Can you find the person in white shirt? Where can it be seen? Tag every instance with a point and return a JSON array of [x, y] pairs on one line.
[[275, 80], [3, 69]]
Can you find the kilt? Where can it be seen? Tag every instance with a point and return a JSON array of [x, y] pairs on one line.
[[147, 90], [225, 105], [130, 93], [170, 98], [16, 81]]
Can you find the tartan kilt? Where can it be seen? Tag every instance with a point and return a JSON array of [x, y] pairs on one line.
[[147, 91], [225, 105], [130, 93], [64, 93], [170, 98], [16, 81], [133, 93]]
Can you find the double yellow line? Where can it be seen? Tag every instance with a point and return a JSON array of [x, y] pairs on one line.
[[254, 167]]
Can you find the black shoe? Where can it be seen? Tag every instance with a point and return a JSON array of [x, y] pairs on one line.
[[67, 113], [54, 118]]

★ ★ ★ ★ ★ ★ ★

■ THE REQUEST ■
Rewrite all the records above as a JSON list of strings, with one string per line and no blank lines.

■ RESULT FOR THIS TASK ■
[
  "Can you find the person in white shirt? Where can it be seen? Tag every instance with a point and return a JSON array of [x, y] pairs on one line.",
  "[[275, 80], [3, 69]]",
  "Can you find the kilt? Where can it be seen? Tag every instance with a point and return a JSON array of [x, y] pairs on one line.",
  "[[147, 90], [225, 105], [130, 93], [170, 98], [16, 81]]",
  "Can you find the tartan kilt? Where can it be seen? Tag every instance with a point and return a JSON array of [x, y] pairs on one line.",
  "[[147, 91], [225, 105], [130, 93], [64, 93], [170, 98], [16, 81], [133, 93]]",
  "Can you find the double yellow line? Where can it be seen? Tag every instance with a point and return a JSON array of [x, y] pairs on one line.",
  "[[254, 167]]",
  "Can you find the black shoe? Where can it be seen? Tag every instance with a point and return a JSON array of [x, y] pairs on one line.",
  "[[67, 113], [54, 118]]"
]